Exercise aim: Arrange the items below as a two-column CSV with the header columns instruction and output. Give one row per item, putting its text and its answer each in a single quoted field with line breaks replaced by spaces.

####

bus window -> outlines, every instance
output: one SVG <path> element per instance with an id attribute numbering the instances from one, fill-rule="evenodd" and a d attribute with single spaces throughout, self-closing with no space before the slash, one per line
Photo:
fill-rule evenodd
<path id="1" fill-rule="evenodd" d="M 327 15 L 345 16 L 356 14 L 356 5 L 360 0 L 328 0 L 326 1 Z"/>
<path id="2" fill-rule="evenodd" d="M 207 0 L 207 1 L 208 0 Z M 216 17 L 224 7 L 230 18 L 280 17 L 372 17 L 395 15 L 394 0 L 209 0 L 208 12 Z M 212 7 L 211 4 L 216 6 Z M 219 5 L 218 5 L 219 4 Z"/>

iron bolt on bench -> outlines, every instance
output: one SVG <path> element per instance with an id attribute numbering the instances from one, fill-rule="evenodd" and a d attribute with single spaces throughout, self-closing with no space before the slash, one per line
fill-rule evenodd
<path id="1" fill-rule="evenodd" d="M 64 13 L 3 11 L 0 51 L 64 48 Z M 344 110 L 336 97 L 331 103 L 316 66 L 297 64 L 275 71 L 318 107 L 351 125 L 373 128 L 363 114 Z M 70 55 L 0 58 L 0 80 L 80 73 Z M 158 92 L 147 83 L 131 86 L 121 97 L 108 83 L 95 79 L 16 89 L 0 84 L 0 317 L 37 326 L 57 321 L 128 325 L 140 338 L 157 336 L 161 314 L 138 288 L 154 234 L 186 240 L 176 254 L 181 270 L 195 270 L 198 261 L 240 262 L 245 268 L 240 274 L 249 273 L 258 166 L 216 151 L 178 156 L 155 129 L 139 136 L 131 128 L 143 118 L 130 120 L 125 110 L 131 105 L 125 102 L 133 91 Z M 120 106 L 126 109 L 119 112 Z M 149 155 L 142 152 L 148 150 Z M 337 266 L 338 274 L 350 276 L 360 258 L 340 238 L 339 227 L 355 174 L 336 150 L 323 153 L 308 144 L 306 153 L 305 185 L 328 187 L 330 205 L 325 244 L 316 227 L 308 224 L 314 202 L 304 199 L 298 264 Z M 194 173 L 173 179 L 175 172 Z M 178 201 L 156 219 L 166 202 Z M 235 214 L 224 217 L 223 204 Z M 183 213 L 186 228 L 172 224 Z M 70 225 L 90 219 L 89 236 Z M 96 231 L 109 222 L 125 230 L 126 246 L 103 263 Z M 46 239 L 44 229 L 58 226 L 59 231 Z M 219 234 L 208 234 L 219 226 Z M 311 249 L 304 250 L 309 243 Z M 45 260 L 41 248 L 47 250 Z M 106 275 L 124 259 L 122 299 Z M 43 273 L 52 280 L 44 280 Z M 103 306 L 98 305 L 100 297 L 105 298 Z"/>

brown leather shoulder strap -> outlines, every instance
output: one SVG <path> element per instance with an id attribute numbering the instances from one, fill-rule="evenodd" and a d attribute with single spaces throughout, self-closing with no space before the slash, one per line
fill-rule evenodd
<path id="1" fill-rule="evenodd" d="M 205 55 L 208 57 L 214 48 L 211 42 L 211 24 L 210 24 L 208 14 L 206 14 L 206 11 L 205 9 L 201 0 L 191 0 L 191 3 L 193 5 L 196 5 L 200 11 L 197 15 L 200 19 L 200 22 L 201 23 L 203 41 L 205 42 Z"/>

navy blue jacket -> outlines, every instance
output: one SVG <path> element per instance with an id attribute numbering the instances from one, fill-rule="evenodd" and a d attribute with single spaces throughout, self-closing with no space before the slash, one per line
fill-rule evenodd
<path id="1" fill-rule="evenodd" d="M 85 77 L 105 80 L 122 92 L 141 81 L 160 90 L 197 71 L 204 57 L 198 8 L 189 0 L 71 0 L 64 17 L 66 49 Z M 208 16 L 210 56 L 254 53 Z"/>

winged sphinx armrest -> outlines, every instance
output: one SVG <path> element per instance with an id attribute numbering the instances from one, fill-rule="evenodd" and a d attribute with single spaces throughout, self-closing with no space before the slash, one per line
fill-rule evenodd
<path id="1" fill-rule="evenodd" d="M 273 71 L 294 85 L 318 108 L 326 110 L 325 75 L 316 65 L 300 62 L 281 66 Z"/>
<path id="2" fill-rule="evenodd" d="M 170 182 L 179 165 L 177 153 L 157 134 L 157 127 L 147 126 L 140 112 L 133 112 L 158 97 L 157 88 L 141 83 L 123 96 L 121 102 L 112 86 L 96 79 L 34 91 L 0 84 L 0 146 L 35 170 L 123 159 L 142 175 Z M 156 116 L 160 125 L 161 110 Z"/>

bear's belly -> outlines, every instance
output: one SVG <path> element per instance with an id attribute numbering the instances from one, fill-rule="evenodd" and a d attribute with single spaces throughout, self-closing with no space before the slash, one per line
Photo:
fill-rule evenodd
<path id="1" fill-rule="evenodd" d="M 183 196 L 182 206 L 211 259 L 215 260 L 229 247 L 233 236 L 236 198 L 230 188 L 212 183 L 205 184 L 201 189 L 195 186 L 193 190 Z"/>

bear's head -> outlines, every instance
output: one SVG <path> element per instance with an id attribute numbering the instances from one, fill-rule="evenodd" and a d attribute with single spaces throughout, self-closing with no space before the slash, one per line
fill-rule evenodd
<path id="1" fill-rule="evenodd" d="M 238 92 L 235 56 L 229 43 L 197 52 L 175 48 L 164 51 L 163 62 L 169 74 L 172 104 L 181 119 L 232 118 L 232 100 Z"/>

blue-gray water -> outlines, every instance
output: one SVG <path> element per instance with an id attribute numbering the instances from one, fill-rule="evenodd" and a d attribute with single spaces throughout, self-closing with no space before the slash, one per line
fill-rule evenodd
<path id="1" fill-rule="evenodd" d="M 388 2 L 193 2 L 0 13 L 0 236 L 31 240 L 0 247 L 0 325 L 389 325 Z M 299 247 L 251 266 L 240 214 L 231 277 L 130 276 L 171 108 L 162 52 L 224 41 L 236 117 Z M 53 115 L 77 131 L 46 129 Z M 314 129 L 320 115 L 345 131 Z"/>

####

Task result:
instruction,output
"bus window -> outlines, every instance output: one SVG <path> element per instance with an id attribute numbering the instances from one, fill-rule=""evenodd"" and a d attribute with single spaces throughout, self-closing with no space before the slash, one per line Photo: fill-rule evenodd","<path id=""1"" fill-rule=""evenodd"" d=""M 327 15 L 345 16 L 356 14 L 356 5 L 360 0 L 328 0 L 326 1 Z""/> <path id=""2"" fill-rule=""evenodd"" d=""M 207 0 L 207 1 L 208 0 Z M 216 17 L 224 7 L 230 18 L 280 17 L 372 17 L 395 15 L 394 0 L 209 0 L 208 12 Z M 212 7 L 211 4 L 216 6 Z M 219 5 L 218 5 L 219 4 Z""/>"
"iron bolt on bench -> outlines, every instance output: one SVG <path> element per instance with an id attribute numbering the instances from one, fill-rule=""evenodd"" and a d attribute with single spaces throughout, self-closing with no space before the slash, one per line fill-rule evenodd","<path id=""1"" fill-rule=""evenodd"" d=""M 64 13 L 3 11 L 0 51 L 64 48 Z M 344 110 L 336 97 L 331 103 L 316 66 L 297 64 L 275 71 L 318 107 L 351 125 L 373 128 L 363 114 Z M 70 55 L 0 58 L 0 80 L 80 73 Z M 158 92 L 147 83 L 131 86 L 121 97 L 108 83 L 95 79 L 16 89 L 0 84 L 0 317 L 37 326 L 57 321 L 128 325 L 140 338 L 157 336 L 161 314 L 138 288 L 154 234 L 186 240 L 176 254 L 181 270 L 195 270 L 198 261 L 240 262 L 245 268 L 240 274 L 249 273 L 258 166 L 216 151 L 178 156 L 155 129 L 139 136 L 131 128 L 143 118 L 130 120 L 125 110 L 131 105 L 125 102 L 133 91 Z M 120 106 L 126 109 L 119 112 Z M 149 155 L 142 152 L 148 150 Z M 337 266 L 338 274 L 350 276 L 360 258 L 340 238 L 339 227 L 355 174 L 336 150 L 323 153 L 308 144 L 306 153 L 305 185 L 328 187 L 330 205 L 325 244 L 316 227 L 308 224 L 314 202 L 304 199 L 298 264 Z M 194 173 L 173 179 L 175 172 Z M 178 201 L 156 219 L 166 202 Z M 235 214 L 224 217 L 223 204 Z M 183 213 L 186 228 L 172 224 Z M 70 225 L 90 219 L 89 236 Z M 96 231 L 109 222 L 125 230 L 126 246 L 103 263 Z M 46 239 L 44 229 L 58 226 L 59 231 Z M 219 234 L 208 234 L 219 226 Z M 311 249 L 304 250 L 309 243 Z M 45 260 L 41 248 L 47 250 Z M 106 275 L 124 259 L 122 299 Z M 43 273 L 52 280 L 44 280 Z M 103 306 L 98 305 L 100 297 L 105 298 Z""/>"
"brown leather shoulder strap -> outlines, every instance output: one SVG <path> element per instance with an id attribute numbering the instances from one, fill-rule=""evenodd"" and a d attribute with single spaces throughout, self-closing with no space before the slash, one per line fill-rule evenodd","<path id=""1"" fill-rule=""evenodd"" d=""M 205 55 L 208 57 L 214 48 L 211 42 L 211 24 L 210 24 L 208 14 L 206 14 L 206 11 L 205 9 L 201 0 L 191 0 L 191 3 L 193 5 L 196 5 L 200 11 L 197 15 L 200 19 L 200 22 L 201 23 L 203 41 L 205 42 Z""/>"
"navy blue jacket -> outlines, every instance output: one SVG <path> element per instance with an id attribute numbering the instances from one, fill-rule=""evenodd"" and a d attribute with single spaces throughout, self-closing with no space before the slash, one per line fill-rule evenodd","<path id=""1"" fill-rule=""evenodd"" d=""M 85 77 L 105 80 L 122 92 L 141 81 L 160 90 L 197 71 L 204 57 L 198 8 L 189 0 L 71 0 L 64 17 L 66 49 Z M 208 16 L 210 56 L 254 53 Z""/>"
"winged sphinx armrest -> outlines, every instance output: one SVG <path> element per instance with an id attribute numbering the instances from one, fill-rule=""evenodd"" and a d attribute with single spaces throughout, self-closing with no space before the slash, one per line fill-rule evenodd","<path id=""1"" fill-rule=""evenodd"" d=""M 273 71 L 294 85 L 318 108 L 326 110 L 325 75 L 316 65 L 300 62 L 281 66 Z""/> <path id=""2"" fill-rule=""evenodd"" d=""M 170 182 L 179 165 L 177 153 L 157 134 L 157 127 L 147 126 L 140 112 L 133 112 L 158 97 L 157 88 L 141 83 L 123 96 L 121 102 L 112 86 L 96 79 L 34 91 L 0 84 L 0 146 L 35 170 L 123 159 L 142 175 Z M 156 116 L 160 125 L 161 110 Z""/>"
"bear's belly -> outlines, every instance output: one SVG <path> element per instance with an id attribute numbering the instances from one, fill-rule=""evenodd"" and a d attribute with single spaces throughout, self-closing with no space before the slash, one per line Photo: fill-rule evenodd","<path id=""1"" fill-rule=""evenodd"" d=""M 183 196 L 182 206 L 211 259 L 215 260 L 229 247 L 233 236 L 236 198 L 230 188 L 212 183 L 205 184 L 201 189 L 195 186 L 193 190 Z""/>"
"bear's head -> outlines, every instance output: one SVG <path> element per instance with an id attribute numbering the instances from one, fill-rule=""evenodd"" and a d attribute with single spaces throughout, self-closing with no space before the slash, one per line fill-rule evenodd","<path id=""1"" fill-rule=""evenodd"" d=""M 238 92 L 235 56 L 229 43 L 197 52 L 175 48 L 164 51 L 163 62 L 169 74 L 172 104 L 181 119 L 232 118 L 232 100 Z""/>"
"blue-gray water -> outlines, every instance output: one SVG <path> element per instance with an id attribute numbering the instances from one, fill-rule=""evenodd"" and a d attribute with single spaces throughout, self-closing with no space before the slash, one per line fill-rule evenodd","<path id=""1"" fill-rule=""evenodd"" d=""M 388 2 L 193 2 L 0 13 L 0 236 L 31 240 L 0 247 L 0 325 L 389 325 Z M 299 247 L 251 266 L 240 214 L 231 277 L 130 276 L 171 108 L 162 52 L 224 41 L 236 117 Z M 53 115 L 77 131 L 46 129 Z M 314 129 L 320 115 L 345 131 Z""/>"